__Task goal__: Everything in the records below should be printed exactly, except the pictures.

__Exercise material__:
'''
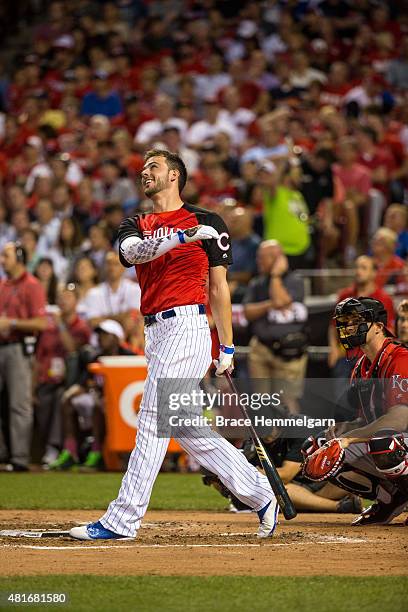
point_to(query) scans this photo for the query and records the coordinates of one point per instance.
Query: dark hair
(53, 284)
(173, 161)
(74, 276)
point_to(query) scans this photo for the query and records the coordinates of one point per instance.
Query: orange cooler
(124, 378)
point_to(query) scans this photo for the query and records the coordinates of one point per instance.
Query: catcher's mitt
(325, 462)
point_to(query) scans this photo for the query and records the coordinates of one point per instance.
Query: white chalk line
(325, 541)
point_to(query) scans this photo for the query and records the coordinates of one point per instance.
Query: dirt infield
(203, 543)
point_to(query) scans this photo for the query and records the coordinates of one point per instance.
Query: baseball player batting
(175, 249)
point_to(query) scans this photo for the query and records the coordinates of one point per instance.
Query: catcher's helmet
(355, 316)
(390, 453)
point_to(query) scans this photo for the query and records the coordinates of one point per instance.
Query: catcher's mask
(389, 453)
(355, 317)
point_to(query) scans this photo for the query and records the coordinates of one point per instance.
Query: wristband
(180, 234)
(228, 350)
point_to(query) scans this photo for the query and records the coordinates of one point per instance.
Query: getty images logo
(399, 383)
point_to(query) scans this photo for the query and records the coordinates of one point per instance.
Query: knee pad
(357, 482)
(389, 453)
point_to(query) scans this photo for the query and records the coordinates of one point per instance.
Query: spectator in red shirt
(337, 86)
(356, 182)
(377, 159)
(22, 310)
(55, 368)
(390, 266)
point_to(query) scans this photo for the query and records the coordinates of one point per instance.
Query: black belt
(167, 314)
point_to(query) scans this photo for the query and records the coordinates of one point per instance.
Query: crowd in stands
(291, 117)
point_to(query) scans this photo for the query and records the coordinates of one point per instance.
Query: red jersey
(21, 298)
(177, 278)
(388, 374)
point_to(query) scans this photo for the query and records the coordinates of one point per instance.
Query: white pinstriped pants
(178, 348)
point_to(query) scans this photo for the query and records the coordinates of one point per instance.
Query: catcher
(307, 496)
(369, 456)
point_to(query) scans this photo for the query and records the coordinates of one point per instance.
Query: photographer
(274, 305)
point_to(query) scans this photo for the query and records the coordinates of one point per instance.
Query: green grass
(95, 491)
(217, 593)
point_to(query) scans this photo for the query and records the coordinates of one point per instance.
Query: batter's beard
(158, 185)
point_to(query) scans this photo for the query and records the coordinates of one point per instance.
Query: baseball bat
(281, 494)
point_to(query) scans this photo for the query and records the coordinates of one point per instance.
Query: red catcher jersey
(179, 277)
(390, 366)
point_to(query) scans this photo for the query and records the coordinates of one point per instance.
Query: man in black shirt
(274, 305)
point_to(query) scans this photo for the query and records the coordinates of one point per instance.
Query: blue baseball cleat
(268, 518)
(95, 531)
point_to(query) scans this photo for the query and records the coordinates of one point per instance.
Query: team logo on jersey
(399, 383)
(160, 232)
(223, 241)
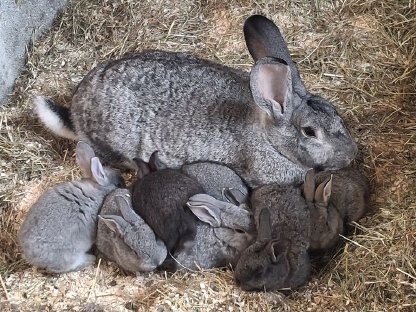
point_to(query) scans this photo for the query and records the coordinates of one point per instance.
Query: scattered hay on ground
(360, 54)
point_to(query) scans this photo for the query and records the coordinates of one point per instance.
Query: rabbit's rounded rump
(160, 199)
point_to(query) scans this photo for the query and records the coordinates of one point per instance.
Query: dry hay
(360, 54)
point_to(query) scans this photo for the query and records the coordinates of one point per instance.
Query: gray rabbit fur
(60, 228)
(265, 125)
(292, 220)
(223, 232)
(159, 196)
(124, 238)
(341, 197)
(225, 227)
(279, 256)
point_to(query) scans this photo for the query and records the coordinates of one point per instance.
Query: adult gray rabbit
(225, 227)
(159, 196)
(60, 228)
(341, 197)
(265, 125)
(223, 231)
(279, 256)
(124, 237)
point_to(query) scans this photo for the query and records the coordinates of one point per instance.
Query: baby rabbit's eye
(308, 132)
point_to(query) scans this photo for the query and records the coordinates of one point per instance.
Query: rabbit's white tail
(55, 117)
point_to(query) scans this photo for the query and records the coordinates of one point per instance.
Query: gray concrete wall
(20, 21)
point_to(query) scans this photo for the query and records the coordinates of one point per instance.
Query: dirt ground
(359, 54)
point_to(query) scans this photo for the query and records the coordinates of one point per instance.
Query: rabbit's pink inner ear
(115, 223)
(98, 172)
(209, 215)
(309, 185)
(327, 191)
(84, 153)
(323, 191)
(272, 81)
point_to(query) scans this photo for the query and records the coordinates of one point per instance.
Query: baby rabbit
(342, 196)
(60, 228)
(124, 237)
(215, 178)
(278, 258)
(160, 197)
(223, 232)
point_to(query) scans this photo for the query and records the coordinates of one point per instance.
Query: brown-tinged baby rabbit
(124, 237)
(160, 197)
(278, 258)
(60, 228)
(223, 231)
(340, 197)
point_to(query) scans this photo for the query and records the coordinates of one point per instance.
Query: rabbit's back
(160, 199)
(350, 192)
(289, 213)
(128, 98)
(62, 221)
(214, 178)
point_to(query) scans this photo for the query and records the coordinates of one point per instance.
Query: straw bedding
(359, 54)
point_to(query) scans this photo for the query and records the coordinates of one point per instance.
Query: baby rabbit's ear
(84, 153)
(323, 191)
(264, 231)
(278, 253)
(271, 86)
(143, 167)
(234, 196)
(115, 223)
(155, 163)
(205, 208)
(98, 173)
(309, 186)
(126, 209)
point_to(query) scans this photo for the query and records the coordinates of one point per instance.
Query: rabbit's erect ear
(234, 196)
(126, 210)
(98, 173)
(271, 86)
(309, 186)
(264, 230)
(205, 208)
(323, 191)
(84, 153)
(143, 167)
(264, 39)
(115, 223)
(278, 252)
(155, 163)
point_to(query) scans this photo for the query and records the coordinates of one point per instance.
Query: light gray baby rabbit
(223, 232)
(124, 237)
(60, 228)
(341, 197)
(265, 125)
(279, 256)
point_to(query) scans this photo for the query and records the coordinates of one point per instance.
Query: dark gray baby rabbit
(278, 258)
(60, 228)
(160, 197)
(265, 125)
(341, 197)
(124, 237)
(223, 232)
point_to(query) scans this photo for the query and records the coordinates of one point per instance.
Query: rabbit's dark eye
(308, 132)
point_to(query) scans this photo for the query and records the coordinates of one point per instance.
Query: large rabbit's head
(306, 128)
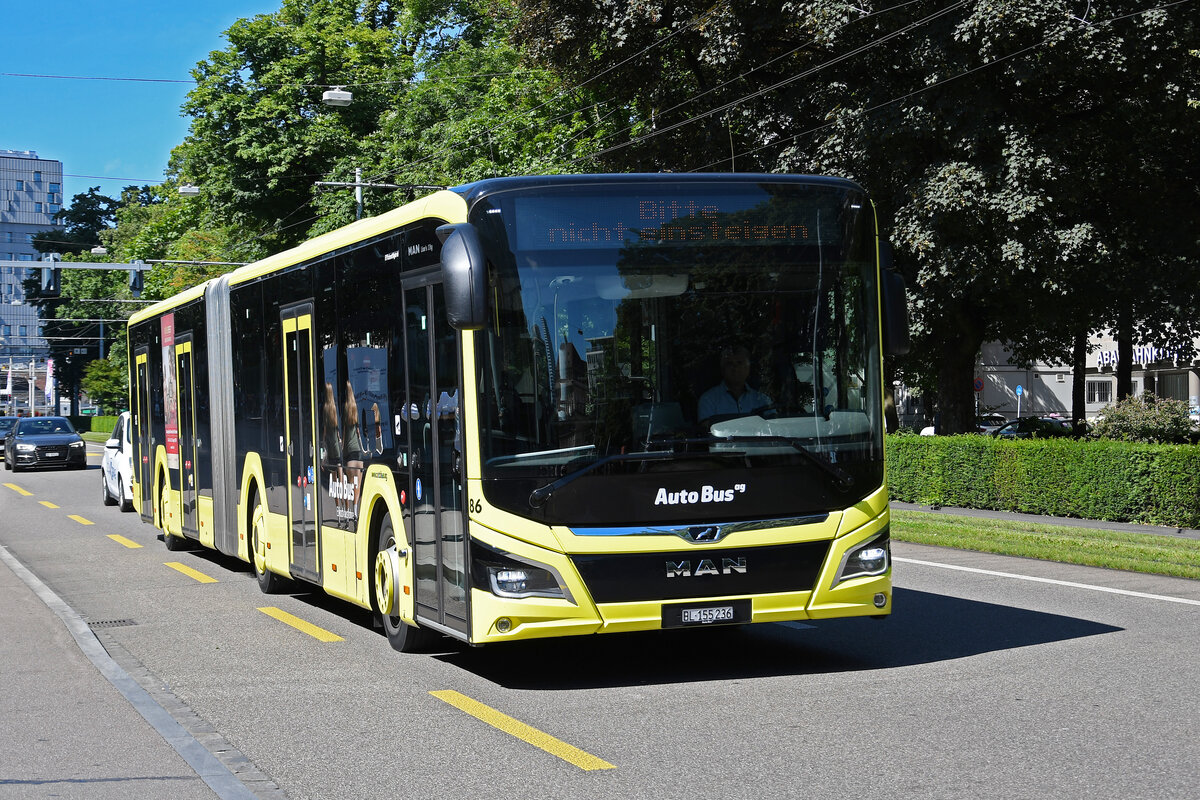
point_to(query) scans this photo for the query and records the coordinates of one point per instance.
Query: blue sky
(119, 132)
'''
__Task answer__:
point_to(query) scans this photo for the query and records the coordinates of one point per instance.
Query: dark hair
(53, 284)
(173, 161)
(74, 276)
point_to(query) scans this photo for the query and records the coordinates of one point per instance.
Query: orange cooler
(124, 378)
point_to(query) scans this photo for the query and records the coordinates of one point per instance.
Query: catcher's mitt
(325, 462)
point_to(query) scans this photo for the query and records the coordinates of one point per instance.
Query: white chalk line
(325, 541)
point_to(query) scans this photo for the query and records the coordinates of one point per instance.
Query: dirt infield
(203, 543)
point_to(query) scans this photo for the query and records the coordinates of one point per instance.
Query: baseball player batting
(175, 249)
point_to(query) scans this photo for the query and records the coordinates of one point per instance.
Query: catcher's helmet
(355, 316)
(390, 453)
point_to(query) scans this photo for the query and records the coordinates of one point per instance.
Query: catcher's mask
(389, 453)
(355, 317)
point_to(query) scans this photo for the query and records the coordinates of one point per instance.
Query: wristband
(180, 234)
(228, 350)
point_to(query) scans this photo for the query and records the coordinates of one point per instance.
Query: getty images logo
(399, 383)
point_to(query) scans this photo for the query and records the coordinates of one point per instance.
Query: knee pad
(357, 482)
(389, 453)
point_to(query) scans this photo for the query and records the coordinates of one point per instance.
Query: spectator in red shirt
(337, 86)
(356, 182)
(377, 159)
(22, 310)
(55, 368)
(390, 266)
point_to(query) scans this photo for the query and records the coordinates of one point per instance.
Query: black belt
(167, 314)
point_to(query) scans this photo for the query and records the coordinates of one point per instance.
Query: crowd in stands
(291, 117)
point_to(query) scans this photo for the query and records the coordinates of one point per instance.
Query: red jersey
(21, 298)
(177, 278)
(388, 374)
point_to(query) scans this photo for the query and records the coordinates of one point per instance.
Query: white pinstriped pants
(178, 348)
point_to(query) scans this photo for the query and records the coordinates of one point per instance.
Query: catcher
(307, 496)
(369, 456)
point_to(query) scans this photo for the query and records the coordinates of one point per instance.
Query: photographer
(274, 305)
point_to(query) scans this photo for the query and records the coordinates of one point per instance.
Query: green grass
(95, 491)
(217, 593)
point_to(query) scans this photo for the query and records the coordinates of one point per instance.
Query: batter's beard
(158, 185)
point_to(query) scans this photo for the query and records the coordinates of one point per instance.
Query: baseball bat
(281, 494)
point_to(query) scans this photo for the query and records the coordinates of one point per instance.
Query: red catcher jersey
(179, 277)
(390, 366)
point_to(query) scans this photo for the query and records the coordinates of one point per instance.
Query: man in black shirt
(274, 305)
point_to(query) scans this photo for the query and records the coordinates of one point per instance.
Query: blue baseball cleat
(268, 518)
(95, 531)
point_to(query) scans this photo for the query and records the coordinates of one point per instance.
Query: team logo on jersey
(399, 383)
(160, 232)
(223, 241)
point_to(query) scans this photo for the query and records the coordinates of one point per instance.
Query: scattered hay on ground
(360, 54)
point_to(query) scans this photo for the query and records the coordinates of one point per instance.
Query: rabbit's rounded rump
(160, 199)
point_to(query) scans this photo for the query and records the coordinates of one point per instance.
Query: dry hay
(360, 54)
point_to(query) scans this photo for the query and records the coordinates of one point per instance.
Query: gray rabbit fur
(60, 228)
(265, 125)
(292, 220)
(223, 232)
(159, 196)
(124, 238)
(341, 197)
(225, 227)
(279, 256)
point_to(query) scans this photo for the query and records the coordinates of one point per instance.
Query: adult gray rabbit
(225, 227)
(159, 196)
(60, 228)
(341, 197)
(265, 125)
(223, 231)
(279, 256)
(124, 237)
point_to(query) scans this photo for the query and records the coordinates of one point per instance.
Query: baby rabbit's eye
(308, 132)
point_to(query) scans this photo for the query and records the coordinates of one point per instance.
Query: rabbit's white tail
(55, 117)
point_to(query) scans this photo for the query and records the coordinates of one point per instance.
Query: gray concrete wall
(20, 21)
point_to(query) scans this photo for the query and records the coordinates of one point per instance.
Query: dirt ground
(359, 54)
point_to(query) scans this photo for the query and records the coordinates of one point per instance.
Query: rabbit's pink inner ear
(115, 223)
(98, 172)
(209, 215)
(309, 185)
(327, 191)
(84, 153)
(323, 191)
(272, 81)
point_to(query) scans this photo for the query and records the coordinates of one point per instance.
Query: baby rabbit
(342, 196)
(60, 228)
(124, 237)
(215, 178)
(278, 258)
(160, 197)
(223, 232)
point_to(query) scans this photo for the query and records the coordinates of one point per instance.
Query: brown-tinged baby rabbit
(124, 237)
(160, 197)
(278, 258)
(60, 228)
(223, 231)
(340, 197)
point_to(query) scans this photo for the query and records the coordinates of one point per instance.
Query: rabbit's back
(160, 199)
(350, 192)
(289, 213)
(128, 98)
(62, 221)
(214, 178)
point_to(query) scans this photo for the query and records the coordinates of one point per instance.
Query: straw bedding
(359, 54)
point_to(query) scans this photo for the query and records the coordinates of one point per instance.
Query: baby rabbit's ear
(84, 153)
(323, 191)
(264, 231)
(278, 253)
(271, 86)
(143, 167)
(234, 196)
(115, 223)
(155, 163)
(205, 208)
(98, 173)
(309, 186)
(126, 209)
point_to(query) scans this photo for the query and records the coordinates of one point per instance.
Query: rabbit's erect ear
(234, 196)
(126, 210)
(98, 173)
(271, 86)
(309, 186)
(264, 230)
(205, 208)
(323, 191)
(84, 153)
(143, 167)
(264, 39)
(115, 223)
(278, 252)
(155, 163)
point_to(query) scans this photo for the query and records the coordinates of one point per instance.
Query: light gray baby rabbit
(223, 232)
(124, 237)
(60, 228)
(341, 197)
(265, 125)
(279, 256)
point_to(query) scans this photo for the query and records the coordinates of one point per instance.
Query: dark gray baby rabbit
(278, 258)
(60, 228)
(160, 197)
(265, 125)
(341, 197)
(124, 237)
(223, 232)
point_to(query) scans this photo for the query and records the coordinates of one point per instance.
Query: rabbit's dark eye
(308, 132)
point_to(query) scans this photo for the query and records the coordinates of one point per instance.
Query: large rabbit's head
(306, 128)
point_to(query) scans this photo for the query and records the coordinates of one point per instance.
Query: blue sky
(119, 132)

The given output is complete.